Segment Start: THE DATA

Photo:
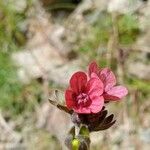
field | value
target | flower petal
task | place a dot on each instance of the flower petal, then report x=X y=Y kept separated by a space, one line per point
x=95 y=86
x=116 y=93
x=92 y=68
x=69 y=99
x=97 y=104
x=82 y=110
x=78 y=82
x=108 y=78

Segment End: THE DATA
Segment Start: THE DATA

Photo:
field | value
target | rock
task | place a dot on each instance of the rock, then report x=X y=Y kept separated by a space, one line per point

Segment End: THE DATA

> **PROBLEM TO SOLVE**
Could you copy out every line in the material above that contains the string "rock"?

> **RESPONSE AREA**
target | rock
task | place a dot on each instance of the rock, then report x=X y=Y kept separated by a space, one line per point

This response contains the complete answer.